[Records contained in a dataset]
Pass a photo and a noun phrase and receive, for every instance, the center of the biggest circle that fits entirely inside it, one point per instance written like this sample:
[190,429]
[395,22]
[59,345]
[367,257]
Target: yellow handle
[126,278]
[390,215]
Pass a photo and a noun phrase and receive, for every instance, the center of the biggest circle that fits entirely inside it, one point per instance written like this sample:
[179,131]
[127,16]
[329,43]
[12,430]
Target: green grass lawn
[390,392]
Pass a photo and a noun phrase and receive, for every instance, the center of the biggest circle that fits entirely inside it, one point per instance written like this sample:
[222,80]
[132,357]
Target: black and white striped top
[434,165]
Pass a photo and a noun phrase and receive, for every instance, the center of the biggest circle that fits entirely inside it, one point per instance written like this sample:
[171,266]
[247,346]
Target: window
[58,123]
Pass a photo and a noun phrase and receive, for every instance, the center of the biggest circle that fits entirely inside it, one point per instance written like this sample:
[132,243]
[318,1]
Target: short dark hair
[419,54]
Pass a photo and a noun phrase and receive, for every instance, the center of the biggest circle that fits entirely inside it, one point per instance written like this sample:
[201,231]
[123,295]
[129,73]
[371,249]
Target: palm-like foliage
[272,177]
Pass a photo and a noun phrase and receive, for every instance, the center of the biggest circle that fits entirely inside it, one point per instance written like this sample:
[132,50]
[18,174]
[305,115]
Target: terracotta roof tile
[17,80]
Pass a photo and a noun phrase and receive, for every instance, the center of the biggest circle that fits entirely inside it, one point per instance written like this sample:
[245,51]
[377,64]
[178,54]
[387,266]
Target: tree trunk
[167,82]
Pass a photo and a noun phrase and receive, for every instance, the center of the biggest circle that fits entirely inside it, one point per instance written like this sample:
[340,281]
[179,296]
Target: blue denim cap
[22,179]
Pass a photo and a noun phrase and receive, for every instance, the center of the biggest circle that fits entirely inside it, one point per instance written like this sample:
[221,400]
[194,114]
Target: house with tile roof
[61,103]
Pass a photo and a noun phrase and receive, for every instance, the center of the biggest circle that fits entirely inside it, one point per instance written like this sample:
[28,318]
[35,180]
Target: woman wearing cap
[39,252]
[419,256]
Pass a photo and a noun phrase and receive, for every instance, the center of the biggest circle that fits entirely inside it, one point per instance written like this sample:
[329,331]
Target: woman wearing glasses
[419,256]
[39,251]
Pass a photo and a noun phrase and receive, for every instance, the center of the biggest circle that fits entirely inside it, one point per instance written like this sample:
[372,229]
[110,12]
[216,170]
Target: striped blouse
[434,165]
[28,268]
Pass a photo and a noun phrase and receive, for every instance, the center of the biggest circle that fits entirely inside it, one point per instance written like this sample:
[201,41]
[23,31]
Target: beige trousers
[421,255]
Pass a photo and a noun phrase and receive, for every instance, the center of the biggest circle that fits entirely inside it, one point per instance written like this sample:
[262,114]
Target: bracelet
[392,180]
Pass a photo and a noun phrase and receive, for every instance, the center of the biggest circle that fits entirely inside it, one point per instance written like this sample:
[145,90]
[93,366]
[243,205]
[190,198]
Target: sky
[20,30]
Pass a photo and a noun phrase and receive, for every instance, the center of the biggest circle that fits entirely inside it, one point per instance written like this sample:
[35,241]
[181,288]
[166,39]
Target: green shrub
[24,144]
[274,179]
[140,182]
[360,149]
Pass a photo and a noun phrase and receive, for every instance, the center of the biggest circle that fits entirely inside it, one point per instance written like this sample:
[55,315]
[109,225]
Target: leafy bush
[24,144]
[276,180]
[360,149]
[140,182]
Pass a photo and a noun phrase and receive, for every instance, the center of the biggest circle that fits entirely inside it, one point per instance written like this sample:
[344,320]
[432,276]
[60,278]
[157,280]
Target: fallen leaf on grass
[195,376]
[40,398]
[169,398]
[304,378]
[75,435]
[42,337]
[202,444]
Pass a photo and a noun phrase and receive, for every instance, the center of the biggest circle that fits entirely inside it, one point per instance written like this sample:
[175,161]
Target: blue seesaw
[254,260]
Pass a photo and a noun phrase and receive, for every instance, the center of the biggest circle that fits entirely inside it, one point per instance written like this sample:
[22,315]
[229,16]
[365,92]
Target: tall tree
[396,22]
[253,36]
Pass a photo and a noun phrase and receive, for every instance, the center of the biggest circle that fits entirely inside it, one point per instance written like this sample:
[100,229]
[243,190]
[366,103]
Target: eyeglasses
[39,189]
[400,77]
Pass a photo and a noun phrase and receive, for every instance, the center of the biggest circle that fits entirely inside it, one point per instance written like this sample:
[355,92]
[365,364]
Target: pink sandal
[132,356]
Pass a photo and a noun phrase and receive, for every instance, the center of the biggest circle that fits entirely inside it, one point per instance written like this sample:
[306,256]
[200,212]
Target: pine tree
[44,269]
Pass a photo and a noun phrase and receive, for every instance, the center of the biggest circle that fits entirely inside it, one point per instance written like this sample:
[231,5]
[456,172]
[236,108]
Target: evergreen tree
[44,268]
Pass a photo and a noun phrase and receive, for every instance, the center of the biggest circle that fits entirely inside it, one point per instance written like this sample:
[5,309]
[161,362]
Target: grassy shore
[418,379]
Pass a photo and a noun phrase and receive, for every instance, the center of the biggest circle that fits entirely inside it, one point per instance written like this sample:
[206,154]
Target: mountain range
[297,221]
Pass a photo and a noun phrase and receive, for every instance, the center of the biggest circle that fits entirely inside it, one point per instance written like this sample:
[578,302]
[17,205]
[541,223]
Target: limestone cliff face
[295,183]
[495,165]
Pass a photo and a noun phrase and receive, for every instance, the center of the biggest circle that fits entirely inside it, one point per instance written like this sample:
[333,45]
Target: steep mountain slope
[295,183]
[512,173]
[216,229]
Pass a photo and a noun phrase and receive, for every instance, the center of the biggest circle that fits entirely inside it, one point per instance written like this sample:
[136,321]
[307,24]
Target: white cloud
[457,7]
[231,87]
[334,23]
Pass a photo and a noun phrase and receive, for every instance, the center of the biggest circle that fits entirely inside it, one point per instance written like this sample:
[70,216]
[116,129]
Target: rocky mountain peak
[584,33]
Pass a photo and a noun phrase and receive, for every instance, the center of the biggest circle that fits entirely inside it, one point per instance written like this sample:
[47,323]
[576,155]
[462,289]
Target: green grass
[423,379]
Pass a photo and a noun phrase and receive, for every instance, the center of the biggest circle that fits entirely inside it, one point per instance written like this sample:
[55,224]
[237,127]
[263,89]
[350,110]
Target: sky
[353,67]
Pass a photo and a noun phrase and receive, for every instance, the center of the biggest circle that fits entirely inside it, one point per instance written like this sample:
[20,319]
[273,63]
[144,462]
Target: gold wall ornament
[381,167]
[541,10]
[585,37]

TASK DETAILS →
Output the data in full, precisely as it appears above.

ANSWER TO THE PROBLEM →
Pass a photo and a noun phrase and receive, for every instance, the center of the biggest circle that fits entirely inside it, one point per instance written like this sample:
[190,429]
[395,22]
[59,345]
[367,257]
Target: yellow handle
[126,278]
[390,215]
Pass a photo and a noun phrase and receive, for every instance, the center of the biggest circle that fits entirely inside it, one point per instance written like this sample:
[179,131]
[127,16]
[329,43]
[12,430]
Target: green grass lawn
[390,392]
Pass a photo and a noun phrase and receive, for every instance, the center of the biggest circle that fits entirely inside it, one point per instance written like this sample:
[222,80]
[132,357]
Target: black and white striped top
[434,165]
Pass a photo and a noun phrase and receive, for every instance, the center of the biggest circle that fits entirely inside it, one point per instance written like this sample:
[171,266]
[247,346]
Target: window
[58,123]
Pass a photo and a noun phrase and receive, for every instance, the center of the biggest circle that fits entirely inside it, one point per instance written like this sample:
[132,243]
[318,1]
Target: short dark hair
[419,54]
Pass a photo and a noun phrase and receive, for every instance, the center of the biggest circle that fits entirely inside it, one point per instance written like this sample:
[201,231]
[123,295]
[129,73]
[371,249]
Target: palm-like foliage
[272,177]
Pass a photo and a noun phrase and receive, for every instance, the center of the biggest circle that fits entirely inside it, one point per instance written like this sample:
[132,50]
[18,174]
[305,115]
Target: terracotta roof tile
[17,80]
Pass a photo and a noun phrase and receive, for every instance, the center of the biggest circle that fits entirely inside it, one point per instance written like this sample:
[245,51]
[377,64]
[178,54]
[387,266]
Target: tree trunk
[167,82]
Pass a photo and a noun phrase and receive, for every instance, the center of the biggest circle that fits entirely inside it, one point per instance written like this sample:
[340,281]
[179,296]
Target: blue denim cap
[22,179]
Pass a photo and a noun phrase and receive, for every instance, the center of the biggest circle that fits entirely inside it, one point per instance written like this sample:
[221,400]
[194,114]
Target: house with tile roof
[61,103]
Pass a photo and a noun phrase and receive, for every instance, the center of the biggest circle that fits entirely inside it, one point per instance written like this sample:
[28,318]
[35,180]
Target: woman wearing cap
[39,252]
[419,256]
Pass a photo and a noun phrase and receive, for every instance, the center of the biggest circle that fits entirely inside it, one point per instance written like this sample:
[329,331]
Target: woman wearing glasses
[419,256]
[39,251]
Pass a photo and a noun phrase and receive, for every instance, the center of the biggest circle that fits entirely inside it, one point per instance written like this sample:
[372,229]
[110,12]
[216,170]
Target: striped blouse
[434,165]
[28,268]
Pass a photo and a noun phrase and receive, for every instance, the center of the biggest circle that fits entirely inside it, one point per instance written like this sample:
[201,41]
[23,31]
Target: beige trousers
[421,255]
Pass a photo and a noun phrase and receive, for every instance, the center of the biggest circle that fits entirely inside it, one point per instance written like this sample:
[262,114]
Target: bracelet
[392,180]
Pass a photo and a noun phrase and receive, for every instance, the center of the biggest circle that fits entirely inside it, one point per instance written like this sample:
[145,90]
[93,366]
[243,205]
[190,198]
Target: sky
[20,30]
Pass a photo and a noun phrase and receive, for every instance, the center of the biggest circle that fits entirely inside it, one point per instance written like this sample:
[35,241]
[181,288]
[166,39]
Target: green shrub
[24,144]
[274,179]
[140,182]
[360,149]
Pass a photo and a noun phrase and receive, for every instance, the center of the biggest circle that fits entirely inside it, one point per instance written like this sample:
[55,315]
[109,225]
Target: leafy bush
[24,144]
[276,180]
[360,149]
[140,182]
Pass a photo and a noun phrase and receive, for every instance, the center of the biggest circle that fits entirely inside it, one point per instance written like this sample:
[344,320]
[432,276]
[60,278]
[157,280]
Target: fallen leaf on grass
[195,376]
[40,398]
[169,398]
[304,378]
[75,435]
[42,337]
[202,444]
Pass a photo and a noun phrase and receive, for every instance, the center of the biggest circle that fits entirely inside it, one point per instance written like this sample:
[175,161]
Target: blue seesaw
[254,260]
Pass a photo and a noun phrase and receive, for every instance, the center of the biggest circle that fits entirely inside it, one point per instance written like this sample:
[22,315]
[229,16]
[365,92]
Target: tall tree
[396,22]
[253,36]
Pass a photo and a noun phrase and receive, for every instance, the center of the biggest circle that fits entirely inside it, one point per instance written like this sample:
[100,229]
[243,190]
[366,103]
Target: eyeglasses
[39,189]
[400,77]
Pass a photo and a noun phrase and receive, for every instance, the center of the biggest circle that fits entirely inside it, one point per instance written like this sample:
[355,92]
[365,364]
Target: pink sandal
[132,356]
Pass a photo and a noun phrase and receive, for every instance, the center of the biggest circle that fits entirely inside it, one point per instance written like this sample:
[306,256]
[200,212]
Target: pine tree
[44,269]
Pass a photo and a noun phrase and receive, for every instance, the center of the biggest circle that fits entirely inside it, one point per instance written like this sample:
[231,5]
[456,172]
[236,108]
Target: evergreen tree
[44,268]
Pass a photo and a noun phrase and receive, for every instance, the center of the biggest circle that fits entirely inside it, one point per instance written like this sample:
[5,309]
[161,362]
Target: grassy shore
[418,379]
Pass a photo and a noun phrase and receive, for every instance, the center of the biggest circle that fits entirely inside it, one point per instance written like this sample:
[206,154]
Target: mountain range
[297,221]
Pass a photo and a noun phrase and receive, for every instance, the center of the biggest circle that fits entirely inside it, one point per instance written like this sample:
[578,302]
[17,205]
[541,223]
Target: limestone cliff face
[295,183]
[495,165]
Pass a photo and a noun phrase and receive, for every instance, the center of the biggest circle that fits entirely inside it, one point per instance written like this sample:
[333,45]
Target: steep mountain slope
[295,183]
[512,173]
[216,229]
Pass a photo and a noun phrase and receive, for every instance, the center of the biggest circle that fits entirely inside it, one point per instance written like this sample:
[136,321]
[307,24]
Target: white cloud
[457,7]
[231,87]
[334,23]
Pass a photo and a noun phrase and receive, for every instance, the center of the biggest circle that fits entirely inside it, one point per instance written like this sample:
[70,216]
[116,129]
Target: rocky mountain peak
[584,33]
Pass a photo and a noun phrase and receive, for every instance, the center of the biggest circle that fits entirely inside it, one point per instance written like this sample:
[47,323]
[576,155]
[462,289]
Target: green grass
[423,379]
Pass a photo and a noun phrase and receive, for every instance, the center of the biggest circle that fits entirely inside it, one point per instance written like this sample:
[55,224]
[237,127]
[263,89]
[350,110]
Target: sky
[353,67]
Pass a photo and a noun phrase and receive, for every instance, the center of the biggest circle that fits entirely inside it, one point per instance written like this sample:
[20,319]
[273,63]
[144,462]
Target: gold wall ornament
[381,167]
[541,10]
[585,37]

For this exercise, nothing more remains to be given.